§ **TEXTBLOCK**:
---------------

Dem Doku-Zentrum am Königsplatz werden wohl zehn Millionen gestrichen

München - NS-Aufarbeitung scheitert am Geld

Gemeinsam mit anderen Gebäuden ist die Musikhochschule ein Beispiel für die braune Vergangenheit Münchens. Daneben sollte ein Dokumentationszentrum über die Nazi-Jahre in München entstehen. Doch es fehlen zehn Millionen Euro. Foto: Archiv

Gemeinsam mit anderen Gebäuden ist die Musikhochschule ein Beispiel für die braune Vergangenheit Münchens. Daneben sollte ein Dokumentationszentrum über die Nazi-Jahre in München entstehen. Doch es fehlen zehn Millionen Euro. Foto: Archiv

München, die weltoffene Metropole mit Herz: So sehen sich die Stadt und ihre Bewohner am liebsten. Aber München hat auch eine dunkle Seite. In der NS-Zeit war die Landeshauptstadt die Brutstätte der nationalsozialistischen Bewegung. Mit diesen Schatten der Vergangenheit will sich die Landeshauptstadt mit dem Dokumentationszentrum auf dem Gelände der zerbombten NS-Parteizentrale auseinander setzen.

Doch dieses löbliche Ansinnen ist nun in akuter Gefahr am lieben Geld zu scheitern.

Offiziell ist zwar noch nichts, aber das Expertengremium, das Kulturstaatsminister Bernd Neumann (CDU) bei der Vergabe von Geldern für Gedenkstätten berät, hat empfohlen, dem Dokuzentrum den fest im Budget eingeplanten 10-Millionen-Euro-Zuschuss zu verweigern. Das Konzept der Gedenkstätte sei mangelhaft und unschlüssig, heißt es, außerdem sei der Gedenkstättenfonds für Orte gedacht, bei denen die Opfer und nicht die Täter im Mittelpunkt stünden.

Die Entwicklung lässt die Verantwortlichen und Förderer des Dokuzentrums schockiert und ratlos zurück. „Ich war einigermaßen überrascht“, fasst Klaus Bäumler (SPD), Vorsitzender des Bezirksausschusses Maxvorstadt und engagierter Verfechter des Zentrums, seine Gemütslage noch diplomatisch zusammen. Er hofft nun darauf, dass Minister Neumann sich über das Expertenvotum hinwegsetzt: „Das letzte Wort ist da noch nicht gesprochen, ich kann mir nicht vorstellen, dass sich der Bund da aus der Verantwortung begibt.“

Die Empfehlung des Expertengremiums ist für Neumann tatsächlich nicht bindend. Allerdings wäre es ein Präzedenzfall, wenn der Minister sich nicht danach richten würde – und es ist ungewiss, ob Neumann diesen schaffen will.

---------------

§ **EINTRÄGE**:
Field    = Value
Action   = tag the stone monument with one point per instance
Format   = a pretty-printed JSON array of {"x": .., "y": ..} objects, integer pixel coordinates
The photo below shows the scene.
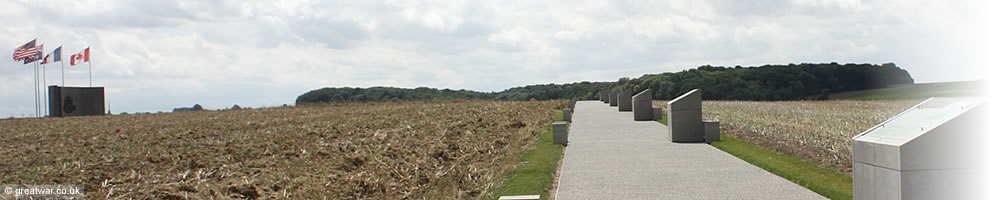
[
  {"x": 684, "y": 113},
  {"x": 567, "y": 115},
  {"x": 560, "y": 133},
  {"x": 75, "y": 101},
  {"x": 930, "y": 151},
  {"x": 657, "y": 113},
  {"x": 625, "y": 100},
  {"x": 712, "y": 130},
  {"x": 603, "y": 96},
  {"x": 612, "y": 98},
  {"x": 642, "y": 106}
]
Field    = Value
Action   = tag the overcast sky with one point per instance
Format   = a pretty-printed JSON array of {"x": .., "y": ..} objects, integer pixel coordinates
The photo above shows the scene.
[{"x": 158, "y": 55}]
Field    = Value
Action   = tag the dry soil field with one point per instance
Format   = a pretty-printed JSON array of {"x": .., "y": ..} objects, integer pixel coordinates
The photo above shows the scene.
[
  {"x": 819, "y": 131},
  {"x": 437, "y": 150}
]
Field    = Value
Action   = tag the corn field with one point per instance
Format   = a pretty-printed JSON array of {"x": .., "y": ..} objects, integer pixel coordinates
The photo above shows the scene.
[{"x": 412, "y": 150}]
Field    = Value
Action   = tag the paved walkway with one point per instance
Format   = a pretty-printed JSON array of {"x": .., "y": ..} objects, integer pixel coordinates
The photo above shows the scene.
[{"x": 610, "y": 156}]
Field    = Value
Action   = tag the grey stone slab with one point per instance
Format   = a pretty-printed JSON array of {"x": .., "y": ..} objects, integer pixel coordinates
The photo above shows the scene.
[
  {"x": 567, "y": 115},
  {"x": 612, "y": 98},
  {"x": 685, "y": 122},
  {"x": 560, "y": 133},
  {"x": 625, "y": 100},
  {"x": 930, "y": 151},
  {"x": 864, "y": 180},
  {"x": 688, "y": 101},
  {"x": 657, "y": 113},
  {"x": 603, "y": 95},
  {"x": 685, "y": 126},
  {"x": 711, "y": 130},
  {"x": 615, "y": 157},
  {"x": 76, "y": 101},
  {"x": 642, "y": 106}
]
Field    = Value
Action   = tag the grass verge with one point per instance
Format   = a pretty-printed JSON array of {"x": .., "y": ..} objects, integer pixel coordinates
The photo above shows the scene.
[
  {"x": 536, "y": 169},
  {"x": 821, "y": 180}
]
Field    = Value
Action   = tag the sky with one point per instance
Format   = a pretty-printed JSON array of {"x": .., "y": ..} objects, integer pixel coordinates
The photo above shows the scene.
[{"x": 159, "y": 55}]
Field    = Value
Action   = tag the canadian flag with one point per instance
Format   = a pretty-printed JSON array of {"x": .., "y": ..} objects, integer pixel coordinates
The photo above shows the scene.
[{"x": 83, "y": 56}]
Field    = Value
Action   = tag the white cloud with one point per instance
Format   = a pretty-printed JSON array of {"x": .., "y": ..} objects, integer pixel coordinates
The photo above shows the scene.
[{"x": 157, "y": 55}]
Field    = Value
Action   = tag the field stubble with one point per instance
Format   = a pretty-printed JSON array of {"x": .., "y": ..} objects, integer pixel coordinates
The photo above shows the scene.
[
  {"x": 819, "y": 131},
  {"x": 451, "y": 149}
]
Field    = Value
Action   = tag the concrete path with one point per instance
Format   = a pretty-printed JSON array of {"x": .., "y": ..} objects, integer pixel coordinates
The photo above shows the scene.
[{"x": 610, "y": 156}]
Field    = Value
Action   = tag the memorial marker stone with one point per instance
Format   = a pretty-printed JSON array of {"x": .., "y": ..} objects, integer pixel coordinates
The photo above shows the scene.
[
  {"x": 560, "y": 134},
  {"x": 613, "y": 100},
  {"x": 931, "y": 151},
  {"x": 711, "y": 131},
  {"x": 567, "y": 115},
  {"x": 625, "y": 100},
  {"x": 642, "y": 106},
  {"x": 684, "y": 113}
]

---------------

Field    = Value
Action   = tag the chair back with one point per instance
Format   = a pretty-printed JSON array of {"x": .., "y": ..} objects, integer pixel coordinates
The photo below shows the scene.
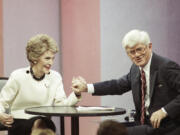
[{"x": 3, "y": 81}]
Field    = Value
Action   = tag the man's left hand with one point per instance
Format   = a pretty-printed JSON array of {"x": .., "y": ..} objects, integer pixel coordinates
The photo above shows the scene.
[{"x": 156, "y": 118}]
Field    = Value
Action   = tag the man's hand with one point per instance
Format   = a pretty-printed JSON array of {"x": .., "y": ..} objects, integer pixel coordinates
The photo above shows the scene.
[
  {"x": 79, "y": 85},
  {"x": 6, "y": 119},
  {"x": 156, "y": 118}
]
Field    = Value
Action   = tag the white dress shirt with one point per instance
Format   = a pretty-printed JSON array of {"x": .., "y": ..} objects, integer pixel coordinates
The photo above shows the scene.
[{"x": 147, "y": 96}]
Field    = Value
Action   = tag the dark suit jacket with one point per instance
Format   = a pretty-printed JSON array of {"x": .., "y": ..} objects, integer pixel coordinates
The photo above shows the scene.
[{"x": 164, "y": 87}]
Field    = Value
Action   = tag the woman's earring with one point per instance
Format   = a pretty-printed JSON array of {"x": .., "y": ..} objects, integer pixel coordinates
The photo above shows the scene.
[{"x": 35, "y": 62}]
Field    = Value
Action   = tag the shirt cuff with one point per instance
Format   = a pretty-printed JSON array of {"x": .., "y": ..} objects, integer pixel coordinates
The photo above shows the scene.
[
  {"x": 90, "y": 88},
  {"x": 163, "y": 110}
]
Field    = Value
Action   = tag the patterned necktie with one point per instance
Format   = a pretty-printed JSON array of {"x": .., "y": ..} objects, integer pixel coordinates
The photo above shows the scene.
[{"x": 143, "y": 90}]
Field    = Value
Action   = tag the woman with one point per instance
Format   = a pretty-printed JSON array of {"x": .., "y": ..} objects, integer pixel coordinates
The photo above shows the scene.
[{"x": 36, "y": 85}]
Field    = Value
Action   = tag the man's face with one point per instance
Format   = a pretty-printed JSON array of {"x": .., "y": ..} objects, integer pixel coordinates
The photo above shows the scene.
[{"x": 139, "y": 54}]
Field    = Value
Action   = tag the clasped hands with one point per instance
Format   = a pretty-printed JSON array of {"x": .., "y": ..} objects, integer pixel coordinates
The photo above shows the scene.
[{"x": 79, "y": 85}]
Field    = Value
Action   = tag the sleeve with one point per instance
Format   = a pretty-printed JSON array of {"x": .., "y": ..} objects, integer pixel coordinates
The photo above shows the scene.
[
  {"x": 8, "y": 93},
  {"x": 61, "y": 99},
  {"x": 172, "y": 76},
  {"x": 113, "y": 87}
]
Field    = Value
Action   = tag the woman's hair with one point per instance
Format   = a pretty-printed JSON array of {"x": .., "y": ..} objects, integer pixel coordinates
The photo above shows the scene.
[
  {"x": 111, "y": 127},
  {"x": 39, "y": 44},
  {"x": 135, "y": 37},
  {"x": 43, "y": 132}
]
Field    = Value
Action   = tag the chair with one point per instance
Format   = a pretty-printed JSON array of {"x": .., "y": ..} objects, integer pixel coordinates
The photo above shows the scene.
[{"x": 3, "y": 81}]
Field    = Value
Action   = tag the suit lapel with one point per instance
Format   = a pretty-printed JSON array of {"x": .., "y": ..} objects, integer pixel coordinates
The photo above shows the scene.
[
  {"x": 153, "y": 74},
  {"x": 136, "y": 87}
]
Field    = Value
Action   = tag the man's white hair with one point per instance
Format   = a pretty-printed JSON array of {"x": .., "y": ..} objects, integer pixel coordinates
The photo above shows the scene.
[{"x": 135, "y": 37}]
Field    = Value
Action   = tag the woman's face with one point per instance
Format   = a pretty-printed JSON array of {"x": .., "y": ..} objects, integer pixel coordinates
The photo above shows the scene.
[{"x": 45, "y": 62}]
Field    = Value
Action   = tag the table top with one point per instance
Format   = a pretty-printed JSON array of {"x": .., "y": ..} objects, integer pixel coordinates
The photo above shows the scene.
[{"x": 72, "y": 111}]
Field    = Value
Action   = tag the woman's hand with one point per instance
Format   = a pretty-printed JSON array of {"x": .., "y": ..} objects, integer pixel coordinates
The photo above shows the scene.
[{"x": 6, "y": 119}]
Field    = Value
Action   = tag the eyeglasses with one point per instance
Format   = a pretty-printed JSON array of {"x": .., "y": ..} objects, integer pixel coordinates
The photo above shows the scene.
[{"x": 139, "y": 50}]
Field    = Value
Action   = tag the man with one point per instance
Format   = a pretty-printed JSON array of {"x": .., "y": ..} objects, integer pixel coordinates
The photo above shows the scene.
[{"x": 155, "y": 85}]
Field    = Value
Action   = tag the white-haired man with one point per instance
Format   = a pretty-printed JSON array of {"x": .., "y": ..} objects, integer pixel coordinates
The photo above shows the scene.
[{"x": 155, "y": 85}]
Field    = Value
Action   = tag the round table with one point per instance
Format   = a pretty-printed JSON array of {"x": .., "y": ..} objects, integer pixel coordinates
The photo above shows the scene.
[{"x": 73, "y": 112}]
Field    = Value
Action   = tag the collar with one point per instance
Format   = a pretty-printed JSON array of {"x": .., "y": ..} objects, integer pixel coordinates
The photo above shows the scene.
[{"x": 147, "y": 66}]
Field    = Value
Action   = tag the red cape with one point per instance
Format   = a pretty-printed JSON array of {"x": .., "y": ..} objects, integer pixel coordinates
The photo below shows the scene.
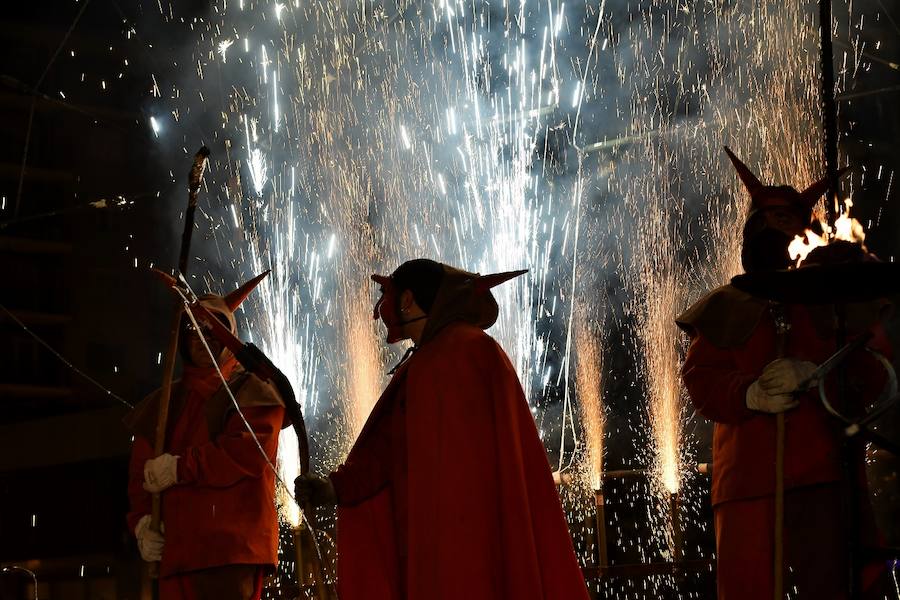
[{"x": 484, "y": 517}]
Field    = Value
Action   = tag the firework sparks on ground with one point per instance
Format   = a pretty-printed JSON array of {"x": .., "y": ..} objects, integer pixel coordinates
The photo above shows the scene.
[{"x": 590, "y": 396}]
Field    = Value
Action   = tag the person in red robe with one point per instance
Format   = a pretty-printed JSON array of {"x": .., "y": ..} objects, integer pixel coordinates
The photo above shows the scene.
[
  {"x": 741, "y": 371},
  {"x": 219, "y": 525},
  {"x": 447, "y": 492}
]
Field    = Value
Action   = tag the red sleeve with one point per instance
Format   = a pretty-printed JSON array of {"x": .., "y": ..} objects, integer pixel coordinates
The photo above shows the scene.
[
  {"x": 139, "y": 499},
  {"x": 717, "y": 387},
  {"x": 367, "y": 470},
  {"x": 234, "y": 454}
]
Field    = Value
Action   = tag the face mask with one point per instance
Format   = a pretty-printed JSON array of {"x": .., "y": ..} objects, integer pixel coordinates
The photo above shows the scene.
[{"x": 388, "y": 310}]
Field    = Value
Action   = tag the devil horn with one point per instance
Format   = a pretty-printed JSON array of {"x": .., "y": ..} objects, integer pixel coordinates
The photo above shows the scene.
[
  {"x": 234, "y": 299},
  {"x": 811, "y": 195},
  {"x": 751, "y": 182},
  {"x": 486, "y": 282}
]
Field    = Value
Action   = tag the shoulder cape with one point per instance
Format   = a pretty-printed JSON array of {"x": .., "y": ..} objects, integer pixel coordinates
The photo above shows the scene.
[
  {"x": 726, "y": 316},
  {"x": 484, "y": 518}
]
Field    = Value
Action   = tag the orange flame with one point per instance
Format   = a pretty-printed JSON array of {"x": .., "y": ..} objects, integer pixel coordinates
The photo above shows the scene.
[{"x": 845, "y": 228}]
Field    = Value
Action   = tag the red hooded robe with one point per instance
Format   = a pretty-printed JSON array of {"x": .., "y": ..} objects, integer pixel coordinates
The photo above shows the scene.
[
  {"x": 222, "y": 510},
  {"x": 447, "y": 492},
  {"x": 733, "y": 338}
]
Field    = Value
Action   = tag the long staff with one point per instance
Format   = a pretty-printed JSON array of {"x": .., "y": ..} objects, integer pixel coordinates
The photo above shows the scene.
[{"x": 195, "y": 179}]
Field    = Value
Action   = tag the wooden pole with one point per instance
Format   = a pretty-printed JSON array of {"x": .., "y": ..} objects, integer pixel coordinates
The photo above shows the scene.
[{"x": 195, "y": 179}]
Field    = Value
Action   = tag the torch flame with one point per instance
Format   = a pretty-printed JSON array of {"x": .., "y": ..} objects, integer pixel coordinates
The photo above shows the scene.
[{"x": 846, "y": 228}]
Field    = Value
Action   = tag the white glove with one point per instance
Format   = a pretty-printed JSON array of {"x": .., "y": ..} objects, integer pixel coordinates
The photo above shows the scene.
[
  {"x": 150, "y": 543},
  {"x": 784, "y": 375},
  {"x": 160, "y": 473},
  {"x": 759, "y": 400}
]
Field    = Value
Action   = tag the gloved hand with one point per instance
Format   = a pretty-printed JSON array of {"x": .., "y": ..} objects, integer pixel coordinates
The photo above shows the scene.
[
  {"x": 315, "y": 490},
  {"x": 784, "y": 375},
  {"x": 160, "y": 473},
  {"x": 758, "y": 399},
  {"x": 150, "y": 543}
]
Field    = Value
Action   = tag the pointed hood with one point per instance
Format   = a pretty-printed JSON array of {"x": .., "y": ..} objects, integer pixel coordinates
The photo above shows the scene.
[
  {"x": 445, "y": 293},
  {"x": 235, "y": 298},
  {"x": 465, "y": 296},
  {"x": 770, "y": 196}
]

---------------

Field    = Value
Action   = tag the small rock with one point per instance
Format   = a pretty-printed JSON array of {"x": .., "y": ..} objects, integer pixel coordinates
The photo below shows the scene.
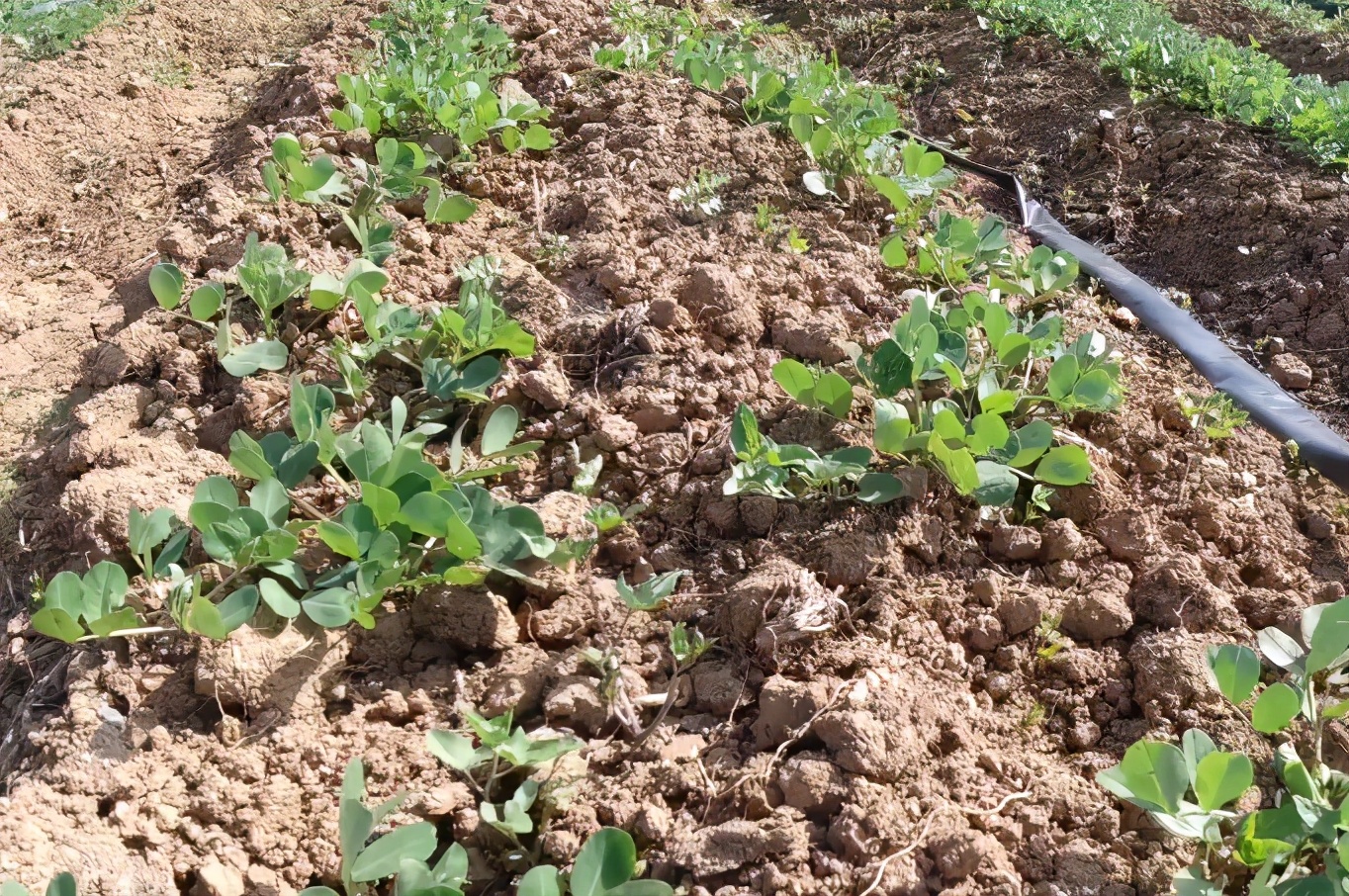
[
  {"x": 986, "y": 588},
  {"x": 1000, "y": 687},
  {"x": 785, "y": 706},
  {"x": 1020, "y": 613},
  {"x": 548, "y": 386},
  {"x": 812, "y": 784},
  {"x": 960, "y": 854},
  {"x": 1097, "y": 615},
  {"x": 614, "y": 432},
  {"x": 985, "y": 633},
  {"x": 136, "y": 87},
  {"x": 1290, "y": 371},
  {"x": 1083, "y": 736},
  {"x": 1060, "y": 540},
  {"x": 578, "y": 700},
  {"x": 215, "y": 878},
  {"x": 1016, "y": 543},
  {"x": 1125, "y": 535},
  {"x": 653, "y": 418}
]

---------------

§ **ARBEITSAUFTRÄGE**:
- a) Gib den Abschnitt des Artikels über das Münchner NS-Dokumentationszentrum wortgetreu wieder, der mit den Worten „Die Empfehlung des“ beginnt und mit „diesen schaffen will.“ endet.
- b) Führe jede Zeile der Einträge, in der das Wort „robe“ vorkommt, unverändert auf. Groß- und Kleinschreibung ist dabei zu beachten.

§ **LÖSUNGEN**:
- a)
Die Empfehlung des Expertengremiums ist für Neumann tatsächlich nicht bindend. Allerdings wäre es ein Präzedenzfall, wenn der Minister sich nicht danach richten würde – und es ist ungewiss, ob Neumann diesen schaffen will.

- b)
Action   = tag the person in red robe with one point per instance
Action   = tag the red hooded robe with one point per instance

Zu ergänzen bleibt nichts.